* TASK PROMPT:
Could the lines from the one with "red hat and report the pixel coordinates." through the end of the listing be restated exactly, with nothing else included?

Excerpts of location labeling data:
────────────────────────────────────────

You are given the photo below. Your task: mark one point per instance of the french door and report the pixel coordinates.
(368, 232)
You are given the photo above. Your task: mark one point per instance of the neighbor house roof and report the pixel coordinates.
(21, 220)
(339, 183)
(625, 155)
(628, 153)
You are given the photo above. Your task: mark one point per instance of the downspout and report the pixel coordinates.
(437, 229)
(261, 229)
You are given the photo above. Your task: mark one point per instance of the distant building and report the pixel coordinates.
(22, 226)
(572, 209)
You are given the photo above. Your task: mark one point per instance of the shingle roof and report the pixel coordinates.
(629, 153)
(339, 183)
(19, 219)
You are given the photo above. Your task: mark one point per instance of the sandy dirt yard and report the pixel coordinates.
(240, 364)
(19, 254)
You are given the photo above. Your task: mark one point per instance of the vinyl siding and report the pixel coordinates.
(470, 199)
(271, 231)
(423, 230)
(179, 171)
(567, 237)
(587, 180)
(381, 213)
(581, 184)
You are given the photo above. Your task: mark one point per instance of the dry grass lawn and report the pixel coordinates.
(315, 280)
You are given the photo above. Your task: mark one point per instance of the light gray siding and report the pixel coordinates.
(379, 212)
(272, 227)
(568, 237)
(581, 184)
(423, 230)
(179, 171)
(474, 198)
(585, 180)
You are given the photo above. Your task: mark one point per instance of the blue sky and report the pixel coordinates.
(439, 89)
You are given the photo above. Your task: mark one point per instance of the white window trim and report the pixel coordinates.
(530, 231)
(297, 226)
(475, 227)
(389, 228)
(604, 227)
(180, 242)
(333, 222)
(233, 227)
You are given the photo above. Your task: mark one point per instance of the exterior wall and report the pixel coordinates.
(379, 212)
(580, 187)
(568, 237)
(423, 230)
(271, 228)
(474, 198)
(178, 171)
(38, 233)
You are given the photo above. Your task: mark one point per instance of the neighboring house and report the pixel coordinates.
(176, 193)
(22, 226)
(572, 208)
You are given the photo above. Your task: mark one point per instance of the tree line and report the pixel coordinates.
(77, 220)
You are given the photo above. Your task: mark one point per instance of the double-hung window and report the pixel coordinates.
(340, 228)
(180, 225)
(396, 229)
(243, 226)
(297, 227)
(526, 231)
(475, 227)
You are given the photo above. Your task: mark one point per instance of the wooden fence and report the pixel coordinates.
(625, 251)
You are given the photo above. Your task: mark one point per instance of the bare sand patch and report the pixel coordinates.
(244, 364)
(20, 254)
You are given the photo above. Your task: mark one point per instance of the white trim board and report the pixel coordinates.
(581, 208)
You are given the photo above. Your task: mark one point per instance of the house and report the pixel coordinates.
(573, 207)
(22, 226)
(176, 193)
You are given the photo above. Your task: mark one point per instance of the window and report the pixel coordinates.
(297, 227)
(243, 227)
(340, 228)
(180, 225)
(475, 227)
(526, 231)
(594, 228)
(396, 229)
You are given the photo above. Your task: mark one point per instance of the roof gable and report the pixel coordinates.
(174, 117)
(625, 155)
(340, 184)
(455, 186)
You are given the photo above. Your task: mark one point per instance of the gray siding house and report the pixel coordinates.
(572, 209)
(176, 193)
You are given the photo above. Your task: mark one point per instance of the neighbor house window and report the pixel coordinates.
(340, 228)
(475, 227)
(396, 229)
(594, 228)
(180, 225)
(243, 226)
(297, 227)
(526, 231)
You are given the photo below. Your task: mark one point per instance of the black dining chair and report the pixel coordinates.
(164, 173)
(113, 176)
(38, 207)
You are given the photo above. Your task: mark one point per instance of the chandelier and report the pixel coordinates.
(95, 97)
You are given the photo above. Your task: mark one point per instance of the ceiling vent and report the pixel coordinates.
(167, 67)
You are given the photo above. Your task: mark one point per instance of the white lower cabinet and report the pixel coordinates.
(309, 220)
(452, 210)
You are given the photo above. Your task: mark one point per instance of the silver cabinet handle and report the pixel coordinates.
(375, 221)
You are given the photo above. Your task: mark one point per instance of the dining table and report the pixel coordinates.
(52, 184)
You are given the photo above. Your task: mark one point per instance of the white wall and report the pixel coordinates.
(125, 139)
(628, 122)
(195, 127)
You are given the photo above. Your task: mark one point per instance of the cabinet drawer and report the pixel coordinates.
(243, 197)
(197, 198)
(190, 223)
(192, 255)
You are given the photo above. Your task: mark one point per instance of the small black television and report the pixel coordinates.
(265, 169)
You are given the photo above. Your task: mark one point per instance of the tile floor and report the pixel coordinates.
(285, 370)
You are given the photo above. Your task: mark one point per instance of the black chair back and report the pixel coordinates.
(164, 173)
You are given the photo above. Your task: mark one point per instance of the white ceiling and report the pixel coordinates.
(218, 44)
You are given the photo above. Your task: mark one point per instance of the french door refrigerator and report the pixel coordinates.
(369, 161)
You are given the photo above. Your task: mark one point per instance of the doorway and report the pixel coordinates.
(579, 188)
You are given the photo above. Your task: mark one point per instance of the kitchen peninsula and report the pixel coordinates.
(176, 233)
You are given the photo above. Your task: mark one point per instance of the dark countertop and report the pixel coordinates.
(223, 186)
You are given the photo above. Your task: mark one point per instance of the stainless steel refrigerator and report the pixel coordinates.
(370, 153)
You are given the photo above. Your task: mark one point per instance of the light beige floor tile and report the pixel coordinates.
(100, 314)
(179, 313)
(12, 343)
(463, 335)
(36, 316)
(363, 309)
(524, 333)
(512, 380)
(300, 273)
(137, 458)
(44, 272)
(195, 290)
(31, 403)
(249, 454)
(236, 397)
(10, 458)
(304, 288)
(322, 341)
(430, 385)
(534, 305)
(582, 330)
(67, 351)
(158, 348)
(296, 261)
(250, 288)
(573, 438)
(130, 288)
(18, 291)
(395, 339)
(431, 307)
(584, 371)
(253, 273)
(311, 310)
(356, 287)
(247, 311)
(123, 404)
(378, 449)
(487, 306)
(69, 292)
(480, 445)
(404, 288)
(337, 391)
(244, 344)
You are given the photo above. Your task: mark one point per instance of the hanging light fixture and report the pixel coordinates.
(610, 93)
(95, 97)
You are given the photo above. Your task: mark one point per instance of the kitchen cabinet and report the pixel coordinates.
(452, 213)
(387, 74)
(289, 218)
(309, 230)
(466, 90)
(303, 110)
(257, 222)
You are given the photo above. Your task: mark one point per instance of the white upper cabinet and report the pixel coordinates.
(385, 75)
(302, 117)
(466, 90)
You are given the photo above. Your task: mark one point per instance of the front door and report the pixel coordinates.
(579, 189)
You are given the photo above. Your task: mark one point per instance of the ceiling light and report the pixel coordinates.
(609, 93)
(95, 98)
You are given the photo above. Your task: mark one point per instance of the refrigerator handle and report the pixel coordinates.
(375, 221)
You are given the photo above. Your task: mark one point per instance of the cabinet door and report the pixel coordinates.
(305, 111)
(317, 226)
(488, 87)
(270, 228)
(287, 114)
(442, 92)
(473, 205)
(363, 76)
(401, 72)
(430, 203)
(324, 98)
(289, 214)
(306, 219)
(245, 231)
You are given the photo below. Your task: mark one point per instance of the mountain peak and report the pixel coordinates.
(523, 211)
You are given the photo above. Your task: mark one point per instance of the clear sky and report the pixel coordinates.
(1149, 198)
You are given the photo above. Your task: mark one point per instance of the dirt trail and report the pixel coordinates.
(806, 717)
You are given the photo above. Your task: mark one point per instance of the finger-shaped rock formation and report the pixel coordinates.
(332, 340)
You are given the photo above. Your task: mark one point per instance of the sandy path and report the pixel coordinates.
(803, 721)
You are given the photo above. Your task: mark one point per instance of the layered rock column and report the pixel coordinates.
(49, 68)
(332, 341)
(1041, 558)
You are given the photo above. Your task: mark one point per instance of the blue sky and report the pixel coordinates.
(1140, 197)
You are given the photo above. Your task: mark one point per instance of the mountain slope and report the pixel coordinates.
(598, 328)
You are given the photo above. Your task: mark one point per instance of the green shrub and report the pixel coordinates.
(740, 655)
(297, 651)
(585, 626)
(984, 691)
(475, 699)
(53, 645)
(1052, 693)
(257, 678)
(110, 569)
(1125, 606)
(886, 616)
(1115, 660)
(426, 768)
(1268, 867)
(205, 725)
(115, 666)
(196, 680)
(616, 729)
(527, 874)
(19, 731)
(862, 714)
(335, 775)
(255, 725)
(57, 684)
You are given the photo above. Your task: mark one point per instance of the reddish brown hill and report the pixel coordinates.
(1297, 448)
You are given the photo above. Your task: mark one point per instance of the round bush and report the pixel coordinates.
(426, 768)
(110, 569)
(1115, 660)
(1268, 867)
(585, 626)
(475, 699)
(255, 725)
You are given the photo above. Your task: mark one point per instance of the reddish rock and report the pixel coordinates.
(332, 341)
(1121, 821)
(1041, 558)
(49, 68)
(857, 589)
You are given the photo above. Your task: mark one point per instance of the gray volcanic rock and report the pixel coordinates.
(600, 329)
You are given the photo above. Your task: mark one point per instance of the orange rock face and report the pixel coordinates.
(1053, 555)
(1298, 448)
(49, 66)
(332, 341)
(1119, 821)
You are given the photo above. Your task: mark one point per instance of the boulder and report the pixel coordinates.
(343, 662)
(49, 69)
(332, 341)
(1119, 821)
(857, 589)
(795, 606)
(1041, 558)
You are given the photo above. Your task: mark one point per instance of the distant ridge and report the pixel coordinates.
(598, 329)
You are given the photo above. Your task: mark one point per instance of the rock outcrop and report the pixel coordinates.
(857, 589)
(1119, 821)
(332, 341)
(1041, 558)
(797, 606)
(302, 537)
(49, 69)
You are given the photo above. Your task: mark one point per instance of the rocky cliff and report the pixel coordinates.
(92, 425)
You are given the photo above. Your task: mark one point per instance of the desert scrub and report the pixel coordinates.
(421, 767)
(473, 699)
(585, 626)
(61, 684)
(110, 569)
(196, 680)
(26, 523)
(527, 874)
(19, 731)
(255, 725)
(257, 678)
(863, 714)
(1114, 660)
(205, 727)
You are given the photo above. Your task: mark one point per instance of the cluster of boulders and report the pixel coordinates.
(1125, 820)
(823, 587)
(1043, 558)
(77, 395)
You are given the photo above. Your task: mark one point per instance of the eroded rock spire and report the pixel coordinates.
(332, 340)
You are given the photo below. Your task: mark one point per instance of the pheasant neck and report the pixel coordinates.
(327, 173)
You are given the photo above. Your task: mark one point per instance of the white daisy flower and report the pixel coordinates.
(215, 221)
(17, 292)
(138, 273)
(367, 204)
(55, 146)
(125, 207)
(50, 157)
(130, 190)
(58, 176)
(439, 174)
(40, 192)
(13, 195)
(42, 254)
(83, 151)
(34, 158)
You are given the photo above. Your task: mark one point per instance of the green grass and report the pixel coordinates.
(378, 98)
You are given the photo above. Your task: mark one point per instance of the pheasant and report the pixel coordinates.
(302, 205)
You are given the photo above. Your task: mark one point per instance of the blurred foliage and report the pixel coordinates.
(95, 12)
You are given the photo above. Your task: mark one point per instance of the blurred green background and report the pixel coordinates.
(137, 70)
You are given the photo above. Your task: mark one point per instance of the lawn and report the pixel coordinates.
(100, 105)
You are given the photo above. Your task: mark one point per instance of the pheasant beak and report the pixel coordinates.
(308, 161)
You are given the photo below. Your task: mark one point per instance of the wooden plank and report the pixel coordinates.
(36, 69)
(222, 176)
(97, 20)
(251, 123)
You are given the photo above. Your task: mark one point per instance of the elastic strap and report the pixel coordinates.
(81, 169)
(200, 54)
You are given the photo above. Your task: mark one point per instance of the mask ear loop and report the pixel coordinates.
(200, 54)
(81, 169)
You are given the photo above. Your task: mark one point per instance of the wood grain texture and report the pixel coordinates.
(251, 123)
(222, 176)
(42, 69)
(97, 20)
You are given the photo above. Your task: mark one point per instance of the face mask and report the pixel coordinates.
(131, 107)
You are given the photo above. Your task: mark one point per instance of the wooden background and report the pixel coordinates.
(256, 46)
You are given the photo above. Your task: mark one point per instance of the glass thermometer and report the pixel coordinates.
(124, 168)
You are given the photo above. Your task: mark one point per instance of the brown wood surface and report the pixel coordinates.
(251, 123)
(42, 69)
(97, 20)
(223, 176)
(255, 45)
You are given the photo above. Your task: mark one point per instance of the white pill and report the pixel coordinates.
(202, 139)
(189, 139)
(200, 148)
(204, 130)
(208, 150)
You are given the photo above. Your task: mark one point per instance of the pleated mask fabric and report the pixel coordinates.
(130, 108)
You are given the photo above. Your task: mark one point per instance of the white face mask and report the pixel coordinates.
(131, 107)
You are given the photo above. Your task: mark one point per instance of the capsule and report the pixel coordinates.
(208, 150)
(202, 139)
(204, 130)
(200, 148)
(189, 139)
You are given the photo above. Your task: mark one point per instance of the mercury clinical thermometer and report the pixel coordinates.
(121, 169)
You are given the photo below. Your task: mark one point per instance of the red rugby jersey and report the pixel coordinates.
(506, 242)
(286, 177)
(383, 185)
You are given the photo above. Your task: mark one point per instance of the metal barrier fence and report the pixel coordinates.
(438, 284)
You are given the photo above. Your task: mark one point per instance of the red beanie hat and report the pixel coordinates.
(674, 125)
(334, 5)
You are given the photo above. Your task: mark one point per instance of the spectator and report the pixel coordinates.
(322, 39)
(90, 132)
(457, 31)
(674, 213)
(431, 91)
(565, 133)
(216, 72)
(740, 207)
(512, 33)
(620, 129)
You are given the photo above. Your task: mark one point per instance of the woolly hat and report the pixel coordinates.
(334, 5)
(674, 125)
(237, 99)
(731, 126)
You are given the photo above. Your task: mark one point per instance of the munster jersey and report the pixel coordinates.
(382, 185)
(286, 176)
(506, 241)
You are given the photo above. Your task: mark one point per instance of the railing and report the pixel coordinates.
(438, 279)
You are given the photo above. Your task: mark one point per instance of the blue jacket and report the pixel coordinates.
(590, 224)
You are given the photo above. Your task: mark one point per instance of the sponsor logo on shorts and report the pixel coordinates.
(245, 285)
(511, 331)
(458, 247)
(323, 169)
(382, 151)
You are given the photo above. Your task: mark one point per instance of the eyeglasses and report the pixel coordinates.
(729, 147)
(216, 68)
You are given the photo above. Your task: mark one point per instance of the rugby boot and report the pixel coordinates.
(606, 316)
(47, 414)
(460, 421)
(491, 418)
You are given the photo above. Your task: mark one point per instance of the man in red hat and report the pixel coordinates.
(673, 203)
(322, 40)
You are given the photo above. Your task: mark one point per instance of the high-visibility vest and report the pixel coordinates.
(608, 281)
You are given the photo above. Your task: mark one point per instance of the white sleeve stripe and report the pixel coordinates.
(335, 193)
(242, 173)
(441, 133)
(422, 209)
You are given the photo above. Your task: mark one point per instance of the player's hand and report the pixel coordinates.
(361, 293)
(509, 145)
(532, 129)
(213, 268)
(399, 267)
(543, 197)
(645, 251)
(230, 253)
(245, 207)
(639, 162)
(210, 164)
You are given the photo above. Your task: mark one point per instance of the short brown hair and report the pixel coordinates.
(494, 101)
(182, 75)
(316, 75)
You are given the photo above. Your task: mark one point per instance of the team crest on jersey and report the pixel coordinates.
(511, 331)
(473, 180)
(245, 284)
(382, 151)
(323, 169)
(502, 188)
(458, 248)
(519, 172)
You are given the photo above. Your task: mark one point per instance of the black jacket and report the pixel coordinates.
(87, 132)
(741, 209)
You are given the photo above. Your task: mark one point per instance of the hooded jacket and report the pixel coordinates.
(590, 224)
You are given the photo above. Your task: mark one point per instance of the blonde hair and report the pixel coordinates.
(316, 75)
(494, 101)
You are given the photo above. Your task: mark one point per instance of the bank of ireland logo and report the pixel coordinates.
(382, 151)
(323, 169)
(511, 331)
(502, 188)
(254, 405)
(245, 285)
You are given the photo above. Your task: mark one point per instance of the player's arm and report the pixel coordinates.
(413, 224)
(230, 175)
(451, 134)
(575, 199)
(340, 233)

────────────────────────────────────────

* FULL ANSWER:
You are given the photo above. Your task: mark one point per instance of the man in red hat and report the pixel coordinates.
(673, 203)
(322, 40)
You are given the photo above. Your task: mark one point per instance of the high-visibility vest and report the pixel coordinates.
(608, 281)
You are given the photo above. Your task: mark one point per instance of the white sleeve stripe and report the pixel coordinates.
(335, 193)
(242, 173)
(441, 133)
(422, 209)
You are given the photo above. Your task: mark one point per instance of the player's hand and report the pixel coordinates.
(361, 293)
(509, 145)
(532, 129)
(213, 268)
(399, 267)
(543, 197)
(645, 251)
(230, 253)
(245, 207)
(639, 162)
(210, 164)
You are given the photo above. Your task: mark one point per instance of the short brown hair and report the pixel coordinates.
(494, 101)
(182, 75)
(316, 75)
You are given the photo above. Your task: mark one point per instance of the team crest on jersey and report the pixel coordinates.
(511, 331)
(473, 180)
(245, 284)
(382, 151)
(323, 169)
(502, 188)
(458, 248)
(519, 172)
You are given the photo above. Your task: mark one point per instance of the black jacket and report the pixel coordinates.
(87, 132)
(741, 209)
You are given the photo above. Your task: mark one point per instance of the hooded jacket and report the pixel coordinates.
(590, 224)
You are given the photo above. Your task: mark one point per instance of the blonde hair and report the pixel coordinates.
(316, 75)
(494, 101)
You are given the photo above. Your task: mark one point per instance of the bank of ireland logo and report the pixel coordinates.
(382, 151)
(323, 169)
(511, 331)
(502, 188)
(254, 405)
(245, 285)
You are given the photo above. Your task: mark one point per instance of the player's arm and report the pixel coordinates.
(413, 224)
(230, 175)
(451, 134)
(575, 199)
(340, 233)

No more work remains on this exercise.